Stored items ▸

* * * * * * * * *

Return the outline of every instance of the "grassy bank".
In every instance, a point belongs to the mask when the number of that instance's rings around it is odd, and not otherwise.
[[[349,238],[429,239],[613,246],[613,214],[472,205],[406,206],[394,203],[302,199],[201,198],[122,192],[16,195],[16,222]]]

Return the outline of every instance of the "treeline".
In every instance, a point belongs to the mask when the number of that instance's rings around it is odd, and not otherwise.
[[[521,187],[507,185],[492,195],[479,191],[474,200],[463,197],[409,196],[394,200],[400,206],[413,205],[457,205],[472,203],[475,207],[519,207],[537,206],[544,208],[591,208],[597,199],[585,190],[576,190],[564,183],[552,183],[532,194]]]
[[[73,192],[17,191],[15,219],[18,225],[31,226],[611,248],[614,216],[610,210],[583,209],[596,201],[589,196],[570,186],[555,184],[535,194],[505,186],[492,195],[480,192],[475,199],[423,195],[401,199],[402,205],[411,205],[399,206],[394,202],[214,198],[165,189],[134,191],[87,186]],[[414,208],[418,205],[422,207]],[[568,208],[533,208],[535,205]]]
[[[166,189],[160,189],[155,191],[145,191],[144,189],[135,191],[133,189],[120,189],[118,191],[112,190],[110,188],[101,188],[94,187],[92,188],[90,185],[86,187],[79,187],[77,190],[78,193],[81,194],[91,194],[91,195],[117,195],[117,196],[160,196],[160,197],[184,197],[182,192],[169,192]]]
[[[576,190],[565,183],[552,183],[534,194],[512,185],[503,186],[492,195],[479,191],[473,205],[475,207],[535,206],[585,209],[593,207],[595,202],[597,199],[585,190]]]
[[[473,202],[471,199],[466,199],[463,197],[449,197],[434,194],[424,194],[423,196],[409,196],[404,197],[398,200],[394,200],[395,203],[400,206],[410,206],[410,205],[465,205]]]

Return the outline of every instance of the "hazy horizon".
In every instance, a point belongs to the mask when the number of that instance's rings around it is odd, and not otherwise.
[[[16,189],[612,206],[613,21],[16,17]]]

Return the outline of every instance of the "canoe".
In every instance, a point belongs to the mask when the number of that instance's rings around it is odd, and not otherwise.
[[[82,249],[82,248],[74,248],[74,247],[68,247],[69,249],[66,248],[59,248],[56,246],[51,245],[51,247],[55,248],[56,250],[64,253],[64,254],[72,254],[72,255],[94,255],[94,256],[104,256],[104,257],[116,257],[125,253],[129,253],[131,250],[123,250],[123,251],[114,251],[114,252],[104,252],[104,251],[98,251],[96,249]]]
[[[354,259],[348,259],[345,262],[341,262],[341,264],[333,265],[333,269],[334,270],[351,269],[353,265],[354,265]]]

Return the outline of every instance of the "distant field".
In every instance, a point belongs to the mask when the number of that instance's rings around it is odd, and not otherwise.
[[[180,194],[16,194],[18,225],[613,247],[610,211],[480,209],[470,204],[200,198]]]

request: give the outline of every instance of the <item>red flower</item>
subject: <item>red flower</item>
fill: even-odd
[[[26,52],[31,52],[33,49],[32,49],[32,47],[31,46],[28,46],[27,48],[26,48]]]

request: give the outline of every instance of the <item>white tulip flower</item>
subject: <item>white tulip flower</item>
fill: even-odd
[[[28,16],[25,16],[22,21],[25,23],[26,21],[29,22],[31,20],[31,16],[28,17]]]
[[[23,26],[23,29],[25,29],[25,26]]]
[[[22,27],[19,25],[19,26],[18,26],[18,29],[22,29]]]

* * * * * * * * *

Reproduce every entry above without a single alteration.

Return the outline of every instance of the "grassy bank".
In every instance, a point belongs to the mask when the number of that instance's rings around it is odd, and not otherwise.
[[[349,238],[429,239],[613,246],[613,214],[472,205],[406,206],[394,203],[302,199],[201,198],[122,192],[16,195],[16,222]]]

Return the outline of every instance of the "treeline".
In every instance, a point belongs to the mask when the number of that instance's rings around it is odd, and not otherwise.
[[[521,187],[507,185],[492,195],[479,191],[474,200],[463,197],[409,196],[394,200],[400,206],[413,205],[457,205],[472,203],[475,207],[519,207],[537,206],[544,208],[591,208],[597,199],[585,190],[576,190],[564,183],[552,183],[532,194]]]
[[[73,192],[17,191],[15,219],[18,225],[31,226],[611,248],[614,216],[610,210],[583,209],[596,201],[589,196],[570,186],[555,184],[535,194],[505,186],[492,195],[480,192],[475,199],[423,195],[401,199],[402,205],[411,205],[399,206],[394,202],[214,198],[165,189],[134,191],[87,186]],[[414,208],[418,205],[422,207]],[[568,208],[533,208],[535,205]]]
[[[166,189],[160,189],[155,191],[145,191],[144,189],[135,191],[133,189],[120,189],[118,191],[112,190],[110,188],[101,188],[94,187],[92,188],[90,185],[86,187],[79,187],[77,190],[78,193],[81,194],[91,194],[91,195],[117,195],[117,196],[160,196],[160,197],[184,197],[182,192],[169,192]]]
[[[576,190],[565,183],[552,183],[534,194],[512,185],[503,186],[492,195],[479,191],[473,205],[475,207],[535,206],[585,209],[593,207],[595,202],[597,199],[585,190]]]
[[[473,202],[471,199],[466,199],[463,197],[449,197],[434,194],[424,194],[423,196],[409,196],[404,197],[398,200],[394,200],[395,203],[400,206],[410,206],[410,205],[465,205]]]

Return the outline of every instance of the "hazy horizon".
In every instance, a point belongs to the mask when the number of that instance's rings around it is odd, and not otherwise.
[[[16,189],[612,206],[613,21],[16,17]]]

Return the outline of every instance of the "canoe".
In every instance, a point belongs to the mask when the number of that instance's rings around it is odd, and not otherwise.
[[[82,249],[82,248],[74,248],[74,247],[68,247],[69,249],[66,248],[59,248],[56,246],[51,245],[51,247],[55,248],[56,250],[64,253],[64,254],[72,254],[72,255],[94,255],[94,256],[104,256],[104,257],[116,257],[125,253],[129,253],[131,250],[123,250],[123,251],[114,251],[114,252],[104,252],[104,251],[98,251],[96,249]]]
[[[354,259],[348,259],[345,262],[341,262],[341,264],[333,265],[333,269],[334,270],[351,269],[353,265],[354,265]]]

Return the outline of every instance of the "distant field".
In every instance, a point belongs to the mask when the number of that instance's rings around it is odd, and not otherwise.
[[[180,194],[16,194],[18,225],[613,247],[610,211],[480,209],[470,204],[200,198]]]

request: give the outline of every instance of the <item>red flower</item>
subject: <item>red flower</item>
fill: even-odd
[[[26,52],[31,52],[33,49],[32,49],[32,47],[31,46],[28,46],[27,48],[26,48]]]

request: give the outline of every instance of the <item>white tulip flower</item>
subject: <item>white tulip flower</item>
fill: even-odd
[[[28,16],[25,16],[22,21],[25,23],[26,21],[29,22],[31,20],[31,16],[28,17]]]
[[[23,26],[23,29],[25,29],[25,26]]]
[[[22,27],[19,25],[19,26],[18,26],[18,29],[22,29]]]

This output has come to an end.